• [TO DO]: Below are the records; copy each line in them that holds the word "black".
Start of RECORDS SHOWN
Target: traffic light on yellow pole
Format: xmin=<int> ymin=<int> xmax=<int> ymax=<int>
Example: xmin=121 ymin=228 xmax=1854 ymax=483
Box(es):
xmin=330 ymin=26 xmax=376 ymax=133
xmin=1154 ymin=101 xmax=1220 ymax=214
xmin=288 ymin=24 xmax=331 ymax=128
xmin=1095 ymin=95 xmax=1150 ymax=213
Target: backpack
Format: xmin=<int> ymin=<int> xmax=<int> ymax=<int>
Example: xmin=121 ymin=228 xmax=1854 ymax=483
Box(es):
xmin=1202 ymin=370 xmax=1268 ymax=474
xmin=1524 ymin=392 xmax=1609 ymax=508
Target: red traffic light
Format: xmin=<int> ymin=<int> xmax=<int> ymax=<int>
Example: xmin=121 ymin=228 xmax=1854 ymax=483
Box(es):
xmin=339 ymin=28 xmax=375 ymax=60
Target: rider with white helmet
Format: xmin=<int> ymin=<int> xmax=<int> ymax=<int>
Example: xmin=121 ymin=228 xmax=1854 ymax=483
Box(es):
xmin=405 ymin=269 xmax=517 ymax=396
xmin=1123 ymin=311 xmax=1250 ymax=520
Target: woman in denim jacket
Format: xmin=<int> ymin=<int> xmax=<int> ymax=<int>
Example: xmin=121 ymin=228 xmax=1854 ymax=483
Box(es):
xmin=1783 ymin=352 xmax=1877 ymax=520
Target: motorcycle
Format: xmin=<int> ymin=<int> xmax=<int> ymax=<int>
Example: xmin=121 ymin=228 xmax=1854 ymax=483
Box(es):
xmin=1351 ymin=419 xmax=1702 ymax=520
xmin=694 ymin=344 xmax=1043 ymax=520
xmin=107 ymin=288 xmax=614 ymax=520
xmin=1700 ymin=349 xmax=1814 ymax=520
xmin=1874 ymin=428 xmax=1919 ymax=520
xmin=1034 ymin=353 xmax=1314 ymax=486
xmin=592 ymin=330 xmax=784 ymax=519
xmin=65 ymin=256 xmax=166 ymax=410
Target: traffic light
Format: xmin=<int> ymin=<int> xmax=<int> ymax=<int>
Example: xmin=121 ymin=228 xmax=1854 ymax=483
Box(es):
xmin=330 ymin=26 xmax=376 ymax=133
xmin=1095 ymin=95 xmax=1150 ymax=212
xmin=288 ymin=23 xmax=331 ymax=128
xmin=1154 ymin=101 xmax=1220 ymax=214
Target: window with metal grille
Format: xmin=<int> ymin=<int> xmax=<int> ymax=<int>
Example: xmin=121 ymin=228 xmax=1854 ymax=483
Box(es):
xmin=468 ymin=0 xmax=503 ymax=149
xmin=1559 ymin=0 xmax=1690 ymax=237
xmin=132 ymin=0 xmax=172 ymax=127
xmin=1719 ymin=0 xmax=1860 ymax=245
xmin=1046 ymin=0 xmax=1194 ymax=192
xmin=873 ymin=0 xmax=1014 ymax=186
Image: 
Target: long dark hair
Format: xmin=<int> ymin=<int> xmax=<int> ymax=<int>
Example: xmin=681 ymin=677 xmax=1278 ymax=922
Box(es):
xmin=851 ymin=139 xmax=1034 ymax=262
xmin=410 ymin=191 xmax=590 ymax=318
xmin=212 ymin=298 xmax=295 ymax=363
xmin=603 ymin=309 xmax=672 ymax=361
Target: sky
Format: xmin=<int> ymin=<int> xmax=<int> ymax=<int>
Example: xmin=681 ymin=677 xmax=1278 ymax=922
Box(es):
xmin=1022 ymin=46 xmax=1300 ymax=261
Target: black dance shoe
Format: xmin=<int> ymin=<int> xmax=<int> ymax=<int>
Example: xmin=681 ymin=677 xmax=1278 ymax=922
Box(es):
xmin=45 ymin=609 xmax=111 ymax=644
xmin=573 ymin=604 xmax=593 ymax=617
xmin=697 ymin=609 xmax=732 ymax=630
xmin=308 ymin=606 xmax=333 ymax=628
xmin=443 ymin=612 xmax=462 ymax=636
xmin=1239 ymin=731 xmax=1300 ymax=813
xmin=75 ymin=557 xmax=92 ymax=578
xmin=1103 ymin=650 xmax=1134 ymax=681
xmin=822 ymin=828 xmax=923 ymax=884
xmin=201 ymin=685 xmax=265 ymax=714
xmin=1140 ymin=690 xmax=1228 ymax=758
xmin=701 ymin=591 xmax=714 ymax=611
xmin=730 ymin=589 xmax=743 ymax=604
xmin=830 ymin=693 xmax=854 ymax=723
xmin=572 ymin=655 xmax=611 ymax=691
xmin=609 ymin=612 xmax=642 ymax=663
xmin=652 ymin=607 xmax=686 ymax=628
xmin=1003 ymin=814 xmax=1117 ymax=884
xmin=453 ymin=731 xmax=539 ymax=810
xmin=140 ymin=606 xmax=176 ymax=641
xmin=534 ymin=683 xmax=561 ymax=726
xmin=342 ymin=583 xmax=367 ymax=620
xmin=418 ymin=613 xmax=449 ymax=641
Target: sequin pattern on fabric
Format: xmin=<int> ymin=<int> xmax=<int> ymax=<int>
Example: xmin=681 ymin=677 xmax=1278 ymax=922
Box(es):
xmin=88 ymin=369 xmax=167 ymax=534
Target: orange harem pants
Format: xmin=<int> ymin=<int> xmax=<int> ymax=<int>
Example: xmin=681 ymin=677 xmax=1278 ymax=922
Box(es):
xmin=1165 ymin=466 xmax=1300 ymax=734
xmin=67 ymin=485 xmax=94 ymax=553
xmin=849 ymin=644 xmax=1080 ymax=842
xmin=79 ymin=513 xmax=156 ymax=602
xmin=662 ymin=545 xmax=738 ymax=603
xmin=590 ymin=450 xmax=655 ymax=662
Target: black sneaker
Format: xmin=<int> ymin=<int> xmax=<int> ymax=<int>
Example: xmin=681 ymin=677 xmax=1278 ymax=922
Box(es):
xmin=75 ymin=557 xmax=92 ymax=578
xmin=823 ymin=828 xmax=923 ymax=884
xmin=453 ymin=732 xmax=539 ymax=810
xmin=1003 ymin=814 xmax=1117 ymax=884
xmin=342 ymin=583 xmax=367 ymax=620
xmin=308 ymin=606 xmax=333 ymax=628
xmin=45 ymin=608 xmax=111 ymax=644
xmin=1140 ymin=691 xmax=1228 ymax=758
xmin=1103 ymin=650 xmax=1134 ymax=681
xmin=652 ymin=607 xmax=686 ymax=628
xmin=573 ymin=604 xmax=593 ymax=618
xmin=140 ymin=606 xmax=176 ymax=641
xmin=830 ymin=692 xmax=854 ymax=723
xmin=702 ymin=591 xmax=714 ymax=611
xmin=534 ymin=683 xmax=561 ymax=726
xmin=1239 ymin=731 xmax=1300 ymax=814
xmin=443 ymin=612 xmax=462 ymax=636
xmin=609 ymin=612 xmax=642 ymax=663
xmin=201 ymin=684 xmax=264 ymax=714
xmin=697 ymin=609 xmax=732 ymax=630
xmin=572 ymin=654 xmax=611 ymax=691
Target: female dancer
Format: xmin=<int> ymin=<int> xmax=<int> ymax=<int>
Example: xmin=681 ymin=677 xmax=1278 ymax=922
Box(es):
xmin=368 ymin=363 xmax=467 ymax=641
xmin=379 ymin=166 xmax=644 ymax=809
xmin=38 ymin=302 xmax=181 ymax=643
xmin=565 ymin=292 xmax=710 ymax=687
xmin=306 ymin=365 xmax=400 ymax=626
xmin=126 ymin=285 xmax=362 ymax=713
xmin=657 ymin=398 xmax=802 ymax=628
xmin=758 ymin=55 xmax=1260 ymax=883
End of RECORDS SHOWN
• [REPLY TO THE TASK]:
Target: black dance shoe
Target: black sneaker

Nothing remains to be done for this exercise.